[Saved data entries]
■ ■ ■ ■ ■ ■ ■
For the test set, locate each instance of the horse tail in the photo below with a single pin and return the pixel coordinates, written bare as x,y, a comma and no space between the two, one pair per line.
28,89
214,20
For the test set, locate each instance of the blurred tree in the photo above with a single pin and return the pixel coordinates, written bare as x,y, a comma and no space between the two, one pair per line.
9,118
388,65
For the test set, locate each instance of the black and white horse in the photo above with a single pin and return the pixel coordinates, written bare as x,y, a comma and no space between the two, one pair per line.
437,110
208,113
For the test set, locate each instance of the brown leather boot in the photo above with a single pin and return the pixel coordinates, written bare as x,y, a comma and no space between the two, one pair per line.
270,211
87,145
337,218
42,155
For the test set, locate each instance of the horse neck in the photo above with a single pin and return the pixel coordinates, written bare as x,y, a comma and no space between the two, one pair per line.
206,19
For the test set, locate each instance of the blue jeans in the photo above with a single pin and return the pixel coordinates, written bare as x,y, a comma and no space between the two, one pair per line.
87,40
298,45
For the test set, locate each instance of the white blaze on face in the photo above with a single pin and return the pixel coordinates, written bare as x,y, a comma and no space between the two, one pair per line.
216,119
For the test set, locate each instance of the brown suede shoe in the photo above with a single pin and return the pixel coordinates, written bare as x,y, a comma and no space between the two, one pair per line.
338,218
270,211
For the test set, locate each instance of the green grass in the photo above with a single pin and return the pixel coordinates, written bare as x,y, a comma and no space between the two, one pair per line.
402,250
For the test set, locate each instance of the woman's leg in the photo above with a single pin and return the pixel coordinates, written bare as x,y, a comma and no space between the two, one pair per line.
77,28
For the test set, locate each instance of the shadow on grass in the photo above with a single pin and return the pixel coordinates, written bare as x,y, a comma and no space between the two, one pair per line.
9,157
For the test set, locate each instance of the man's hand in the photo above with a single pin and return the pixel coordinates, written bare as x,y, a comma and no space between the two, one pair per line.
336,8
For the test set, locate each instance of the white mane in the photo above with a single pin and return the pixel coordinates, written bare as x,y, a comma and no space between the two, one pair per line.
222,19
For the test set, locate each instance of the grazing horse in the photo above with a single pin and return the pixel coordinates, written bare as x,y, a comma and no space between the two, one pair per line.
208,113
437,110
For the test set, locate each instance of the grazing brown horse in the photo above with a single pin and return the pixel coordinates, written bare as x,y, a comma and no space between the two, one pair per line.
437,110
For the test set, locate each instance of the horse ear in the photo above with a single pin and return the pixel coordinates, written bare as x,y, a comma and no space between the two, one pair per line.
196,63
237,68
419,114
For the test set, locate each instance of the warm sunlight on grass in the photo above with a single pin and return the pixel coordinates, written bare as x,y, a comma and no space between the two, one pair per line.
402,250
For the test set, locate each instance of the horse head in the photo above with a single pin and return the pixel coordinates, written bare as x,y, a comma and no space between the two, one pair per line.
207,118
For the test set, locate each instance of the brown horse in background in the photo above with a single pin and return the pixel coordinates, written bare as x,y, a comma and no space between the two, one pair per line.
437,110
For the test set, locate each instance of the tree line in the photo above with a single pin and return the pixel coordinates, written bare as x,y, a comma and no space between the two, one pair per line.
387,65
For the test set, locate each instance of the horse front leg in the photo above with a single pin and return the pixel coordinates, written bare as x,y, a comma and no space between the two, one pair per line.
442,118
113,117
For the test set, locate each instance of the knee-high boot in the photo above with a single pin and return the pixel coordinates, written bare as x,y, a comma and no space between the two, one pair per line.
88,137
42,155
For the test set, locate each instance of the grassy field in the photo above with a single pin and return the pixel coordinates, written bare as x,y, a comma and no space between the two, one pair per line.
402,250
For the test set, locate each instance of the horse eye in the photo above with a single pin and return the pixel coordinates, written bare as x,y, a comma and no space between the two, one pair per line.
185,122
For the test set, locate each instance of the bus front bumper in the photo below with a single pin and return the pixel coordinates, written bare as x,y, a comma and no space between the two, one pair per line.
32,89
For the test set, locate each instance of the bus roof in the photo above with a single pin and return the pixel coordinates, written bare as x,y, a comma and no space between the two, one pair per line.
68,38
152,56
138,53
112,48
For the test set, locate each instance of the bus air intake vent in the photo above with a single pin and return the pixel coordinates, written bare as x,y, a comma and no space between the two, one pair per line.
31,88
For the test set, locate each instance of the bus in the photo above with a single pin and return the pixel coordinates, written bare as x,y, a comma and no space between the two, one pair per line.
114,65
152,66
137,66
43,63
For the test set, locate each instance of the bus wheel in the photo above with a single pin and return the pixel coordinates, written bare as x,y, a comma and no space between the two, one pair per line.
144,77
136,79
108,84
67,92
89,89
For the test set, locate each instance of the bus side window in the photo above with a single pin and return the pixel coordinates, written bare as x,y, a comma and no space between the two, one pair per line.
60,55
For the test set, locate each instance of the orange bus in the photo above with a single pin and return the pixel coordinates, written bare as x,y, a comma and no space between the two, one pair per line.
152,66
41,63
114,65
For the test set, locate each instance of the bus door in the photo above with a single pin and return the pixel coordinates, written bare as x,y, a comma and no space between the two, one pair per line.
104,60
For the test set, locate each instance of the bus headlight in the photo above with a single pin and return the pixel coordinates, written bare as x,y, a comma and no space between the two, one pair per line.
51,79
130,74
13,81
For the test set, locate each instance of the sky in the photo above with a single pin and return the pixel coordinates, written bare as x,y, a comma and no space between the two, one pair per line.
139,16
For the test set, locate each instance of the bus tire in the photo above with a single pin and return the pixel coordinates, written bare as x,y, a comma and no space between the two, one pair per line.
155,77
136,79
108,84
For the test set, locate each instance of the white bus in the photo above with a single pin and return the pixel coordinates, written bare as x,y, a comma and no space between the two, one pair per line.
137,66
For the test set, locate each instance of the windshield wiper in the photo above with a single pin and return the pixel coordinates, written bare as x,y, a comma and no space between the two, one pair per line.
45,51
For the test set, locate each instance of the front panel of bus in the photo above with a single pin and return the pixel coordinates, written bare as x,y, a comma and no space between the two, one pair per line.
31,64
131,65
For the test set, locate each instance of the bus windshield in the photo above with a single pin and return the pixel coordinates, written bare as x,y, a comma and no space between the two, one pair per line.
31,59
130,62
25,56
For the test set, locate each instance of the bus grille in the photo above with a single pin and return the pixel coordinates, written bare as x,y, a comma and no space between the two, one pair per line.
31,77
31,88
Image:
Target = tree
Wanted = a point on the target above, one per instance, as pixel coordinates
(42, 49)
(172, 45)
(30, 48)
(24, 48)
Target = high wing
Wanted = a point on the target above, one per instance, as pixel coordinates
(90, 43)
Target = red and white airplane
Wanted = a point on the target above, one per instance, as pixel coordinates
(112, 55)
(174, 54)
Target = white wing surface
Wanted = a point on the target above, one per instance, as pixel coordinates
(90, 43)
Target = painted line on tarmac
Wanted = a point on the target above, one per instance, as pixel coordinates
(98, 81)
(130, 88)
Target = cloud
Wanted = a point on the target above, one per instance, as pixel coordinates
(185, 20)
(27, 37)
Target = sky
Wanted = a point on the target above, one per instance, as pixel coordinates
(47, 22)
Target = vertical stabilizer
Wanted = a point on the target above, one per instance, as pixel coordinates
■ ■ ■ ■ ■ ■ ■
Return exactly the lines of the data, and only those, from the line with "Target = high wing" through the last line, inclusive.

ANSWER TO THE PROBLEM
Target = high wing
Wanted = a point on the target above, one per instance, as pixel coordinates
(90, 43)
Target = red and white airplane
Wanted = a point on the target above, one per instance, as pixel coordinates
(112, 55)
(174, 54)
Target = white wing surface
Wanted = a point on the target above, one per instance, as pixel coordinates
(90, 43)
Target = painted line on tarmac
Wanted = a point on the target above, one per instance, as pixel coordinates
(98, 81)
(130, 88)
Target = cloud
Wanted = a point on the target above, one per instance, as pixel coordinates
(185, 20)
(27, 37)
Target = sky
Wanted = a point on the target above, one per instance, as pixel coordinates
(47, 22)
Target = vertical stabilizer
Wanted = a point on the target above, one per instance, as pixel coordinates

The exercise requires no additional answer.